§ **Work to be completed**: All entries should be copied exactly, none left out.

** Opening Supplied records block **

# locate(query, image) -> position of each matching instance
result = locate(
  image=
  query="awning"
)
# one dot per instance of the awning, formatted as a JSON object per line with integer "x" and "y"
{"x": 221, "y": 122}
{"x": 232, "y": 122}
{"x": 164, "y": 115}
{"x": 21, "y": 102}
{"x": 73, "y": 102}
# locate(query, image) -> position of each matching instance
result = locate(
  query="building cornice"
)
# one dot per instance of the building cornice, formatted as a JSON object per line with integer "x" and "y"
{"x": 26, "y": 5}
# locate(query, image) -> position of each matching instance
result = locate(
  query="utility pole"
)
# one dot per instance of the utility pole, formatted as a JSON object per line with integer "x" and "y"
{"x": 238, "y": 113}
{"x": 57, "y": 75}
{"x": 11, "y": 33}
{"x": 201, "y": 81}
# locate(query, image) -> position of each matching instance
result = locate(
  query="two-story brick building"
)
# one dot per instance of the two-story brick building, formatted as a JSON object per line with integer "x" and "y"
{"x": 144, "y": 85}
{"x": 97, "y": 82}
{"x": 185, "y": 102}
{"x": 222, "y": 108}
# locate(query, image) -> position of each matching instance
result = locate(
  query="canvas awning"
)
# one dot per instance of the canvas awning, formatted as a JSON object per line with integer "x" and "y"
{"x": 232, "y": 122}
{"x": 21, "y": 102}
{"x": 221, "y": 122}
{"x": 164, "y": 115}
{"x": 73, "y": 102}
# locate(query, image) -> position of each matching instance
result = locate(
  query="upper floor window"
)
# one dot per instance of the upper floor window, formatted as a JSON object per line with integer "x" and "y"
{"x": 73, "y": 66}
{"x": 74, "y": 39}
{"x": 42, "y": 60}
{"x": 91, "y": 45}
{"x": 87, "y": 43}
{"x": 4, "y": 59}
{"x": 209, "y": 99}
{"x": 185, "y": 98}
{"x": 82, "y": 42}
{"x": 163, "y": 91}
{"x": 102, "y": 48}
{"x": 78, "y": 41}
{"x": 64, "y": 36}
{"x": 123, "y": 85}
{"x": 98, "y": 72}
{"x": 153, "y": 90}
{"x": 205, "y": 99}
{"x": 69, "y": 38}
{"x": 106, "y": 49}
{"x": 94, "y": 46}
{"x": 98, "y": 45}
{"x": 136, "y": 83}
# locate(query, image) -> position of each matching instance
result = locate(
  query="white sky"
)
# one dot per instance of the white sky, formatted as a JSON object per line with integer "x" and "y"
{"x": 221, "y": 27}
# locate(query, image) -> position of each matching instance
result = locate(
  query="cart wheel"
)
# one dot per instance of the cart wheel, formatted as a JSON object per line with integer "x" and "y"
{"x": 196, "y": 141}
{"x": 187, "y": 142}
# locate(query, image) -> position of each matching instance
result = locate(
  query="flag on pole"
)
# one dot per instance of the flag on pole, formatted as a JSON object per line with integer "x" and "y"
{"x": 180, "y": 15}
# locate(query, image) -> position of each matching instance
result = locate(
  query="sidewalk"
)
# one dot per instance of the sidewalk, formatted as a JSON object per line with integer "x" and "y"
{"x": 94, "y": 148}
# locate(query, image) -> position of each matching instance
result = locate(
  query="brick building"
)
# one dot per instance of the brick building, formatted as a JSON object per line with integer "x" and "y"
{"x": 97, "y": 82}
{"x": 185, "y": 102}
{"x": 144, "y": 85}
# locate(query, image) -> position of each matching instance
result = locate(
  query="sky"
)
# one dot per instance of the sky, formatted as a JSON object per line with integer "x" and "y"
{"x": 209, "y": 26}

** Closing Supplied records block **

§ **Reply**:
# locate(query, image) -> position of each matching instance
result = locate(
  image=
  query="awning"
)
# one dot per instance of the awning, formatted as a JSON object per line with integer "x" and "y"
{"x": 221, "y": 122}
{"x": 232, "y": 122}
{"x": 164, "y": 115}
{"x": 21, "y": 102}
{"x": 73, "y": 102}
# locate(query, image) -> position of each matching instance
result = locate(
  query="building cornice"
)
# one dot per instance of the building cornice, formatted as a JSON object per line with integer "x" and "y"
{"x": 26, "y": 5}
# locate(query, image) -> position of each matching instance
result = locate(
  query="utility pole"
)
# one dot per instance of the utility pole, formatted as a JSON object per line with integer "x" and "y"
{"x": 238, "y": 113}
{"x": 57, "y": 75}
{"x": 11, "y": 33}
{"x": 201, "y": 81}
# locate(query, image) -> position of each matching instance
result = locate(
  query="two-story brick building"
)
# one dot per instance of the two-story brick building, formatted as a JSON object per line with integer "x" and "y"
{"x": 144, "y": 85}
{"x": 97, "y": 82}
{"x": 185, "y": 102}
{"x": 222, "y": 108}
# locate(query, image) -> position of each matching instance
result = locate(
  query="canvas awning"
)
# one dot per instance of the canvas awning, formatted as a JSON object per line with integer "x" and "y"
{"x": 232, "y": 122}
{"x": 21, "y": 102}
{"x": 221, "y": 122}
{"x": 164, "y": 115}
{"x": 73, "y": 102}
# locate(query, image) -> position of each matching instance
result = locate(
  query="upper floor window"
)
# one dot per instance of the upper floor window, formatted as a JSON object per line with integer "x" and "y"
{"x": 73, "y": 66}
{"x": 74, "y": 39}
{"x": 42, "y": 60}
{"x": 91, "y": 45}
{"x": 87, "y": 43}
{"x": 4, "y": 59}
{"x": 209, "y": 99}
{"x": 185, "y": 98}
{"x": 82, "y": 42}
{"x": 163, "y": 91}
{"x": 102, "y": 48}
{"x": 78, "y": 41}
{"x": 64, "y": 36}
{"x": 123, "y": 85}
{"x": 98, "y": 72}
{"x": 153, "y": 90}
{"x": 205, "y": 99}
{"x": 69, "y": 38}
{"x": 106, "y": 49}
{"x": 94, "y": 46}
{"x": 98, "y": 45}
{"x": 136, "y": 83}
# locate(query, image) -> position of each matching instance
result = locate(
  query="white sky"
)
# one dot per instance of the white sky, formatted as a JSON object per line with integer "x" and "y"
{"x": 221, "y": 27}
# locate(query, image) -> position of each matching instance
result = locate(
  query="cart wheel"
)
# one dot per instance of the cart wheel, formatted as a JSON object per line with integer "x" and "y"
{"x": 196, "y": 141}
{"x": 187, "y": 142}
# locate(query, image) -> position of each matching instance
result = locate(
  query="flag on pole"
)
# one dot per instance of the flag on pole, formatted as a JSON object per line with integer "x" and "y"
{"x": 180, "y": 15}
# locate(query, image) -> position of each matching instance
result = locate(
  query="sidewalk"
)
# one dot per instance of the sidewalk, formatted as a JSON object per line with integer "x" and "y"
{"x": 94, "y": 148}
# locate(query, image) -> position of each matching instance
result = locate(
  query="brick building"
)
# one dot per instance of the brick building, formatted as a JSON object per line with integer "x" and "y"
{"x": 97, "y": 82}
{"x": 185, "y": 102}
{"x": 144, "y": 85}
# locate(query, image) -> position of each matching instance
result = locate(
  query="sky"
)
# one dot per instance of the sky, formatted as a JSON object per line with integer "x" and "y"
{"x": 209, "y": 26}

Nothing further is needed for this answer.